#### Written request
Gather every line of the records below that contains the string "gray" and copy each one as it stands.

#### Stored rows
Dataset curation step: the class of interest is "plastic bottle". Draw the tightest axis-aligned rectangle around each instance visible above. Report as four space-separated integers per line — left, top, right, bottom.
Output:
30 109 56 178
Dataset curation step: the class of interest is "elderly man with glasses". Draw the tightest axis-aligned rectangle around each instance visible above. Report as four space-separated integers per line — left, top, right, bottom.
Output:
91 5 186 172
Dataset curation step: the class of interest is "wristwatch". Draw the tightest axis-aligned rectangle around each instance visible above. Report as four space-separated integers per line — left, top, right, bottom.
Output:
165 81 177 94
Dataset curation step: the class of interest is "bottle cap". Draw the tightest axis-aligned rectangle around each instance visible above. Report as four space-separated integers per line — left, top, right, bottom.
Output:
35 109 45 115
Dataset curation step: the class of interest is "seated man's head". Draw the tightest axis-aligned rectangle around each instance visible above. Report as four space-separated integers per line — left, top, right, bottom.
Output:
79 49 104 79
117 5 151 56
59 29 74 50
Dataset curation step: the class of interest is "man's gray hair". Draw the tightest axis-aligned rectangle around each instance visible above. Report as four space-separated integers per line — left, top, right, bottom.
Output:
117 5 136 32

...

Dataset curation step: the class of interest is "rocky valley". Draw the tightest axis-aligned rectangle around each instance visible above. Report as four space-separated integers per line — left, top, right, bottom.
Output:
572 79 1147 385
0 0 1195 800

---

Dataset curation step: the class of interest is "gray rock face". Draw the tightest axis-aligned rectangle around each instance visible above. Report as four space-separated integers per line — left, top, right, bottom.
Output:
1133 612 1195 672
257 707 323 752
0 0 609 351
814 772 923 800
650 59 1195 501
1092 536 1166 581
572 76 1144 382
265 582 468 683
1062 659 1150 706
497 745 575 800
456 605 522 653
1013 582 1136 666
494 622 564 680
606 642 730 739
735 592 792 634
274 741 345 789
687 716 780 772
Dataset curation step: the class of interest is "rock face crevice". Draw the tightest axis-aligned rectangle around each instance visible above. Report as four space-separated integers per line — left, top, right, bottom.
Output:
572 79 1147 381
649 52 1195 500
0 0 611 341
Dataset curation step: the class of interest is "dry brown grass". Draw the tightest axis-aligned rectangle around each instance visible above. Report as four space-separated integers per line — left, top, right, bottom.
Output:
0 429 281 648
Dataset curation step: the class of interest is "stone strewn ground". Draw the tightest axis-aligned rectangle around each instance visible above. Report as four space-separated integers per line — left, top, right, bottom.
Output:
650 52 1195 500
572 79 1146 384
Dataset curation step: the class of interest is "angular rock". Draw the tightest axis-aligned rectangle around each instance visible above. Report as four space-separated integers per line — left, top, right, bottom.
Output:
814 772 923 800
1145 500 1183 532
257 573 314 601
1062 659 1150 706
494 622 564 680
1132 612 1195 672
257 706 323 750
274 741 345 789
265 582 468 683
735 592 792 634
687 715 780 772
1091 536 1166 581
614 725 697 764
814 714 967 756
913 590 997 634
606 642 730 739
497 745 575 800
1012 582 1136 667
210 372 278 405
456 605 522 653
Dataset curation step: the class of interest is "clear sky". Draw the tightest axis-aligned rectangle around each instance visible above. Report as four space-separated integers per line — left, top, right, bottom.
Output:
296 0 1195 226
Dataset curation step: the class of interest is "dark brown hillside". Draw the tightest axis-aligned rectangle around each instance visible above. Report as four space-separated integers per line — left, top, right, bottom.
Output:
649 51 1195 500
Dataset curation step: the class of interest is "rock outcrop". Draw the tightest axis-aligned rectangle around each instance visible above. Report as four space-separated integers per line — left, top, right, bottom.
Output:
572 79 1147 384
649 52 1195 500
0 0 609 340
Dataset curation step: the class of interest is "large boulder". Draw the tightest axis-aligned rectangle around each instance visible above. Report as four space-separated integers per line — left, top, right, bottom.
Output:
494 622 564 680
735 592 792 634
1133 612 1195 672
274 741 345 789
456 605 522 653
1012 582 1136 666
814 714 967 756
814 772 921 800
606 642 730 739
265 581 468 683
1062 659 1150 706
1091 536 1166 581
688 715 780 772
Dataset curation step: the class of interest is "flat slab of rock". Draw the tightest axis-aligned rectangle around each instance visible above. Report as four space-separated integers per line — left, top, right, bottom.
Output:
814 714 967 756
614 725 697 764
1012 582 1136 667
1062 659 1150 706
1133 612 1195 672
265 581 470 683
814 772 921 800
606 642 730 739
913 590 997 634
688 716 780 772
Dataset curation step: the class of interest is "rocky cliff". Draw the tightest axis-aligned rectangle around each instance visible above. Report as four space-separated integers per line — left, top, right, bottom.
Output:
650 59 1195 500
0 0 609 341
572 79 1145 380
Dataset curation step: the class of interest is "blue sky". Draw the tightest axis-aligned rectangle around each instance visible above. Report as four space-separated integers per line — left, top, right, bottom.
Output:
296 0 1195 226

#### Response
Dataset curation step: the class of interest is "man's gray hair". Draw the tightest axis-aligned rectangle around each instance visible above. Report as four space-separated integers per line — left, top, right, bottom.
Dataset curation step: the class of interest is "gray rock face". Draw the tightest axis-aligned rectangle around each instance visible above. Report as four space-separated integers per line — left, top, right, bottom.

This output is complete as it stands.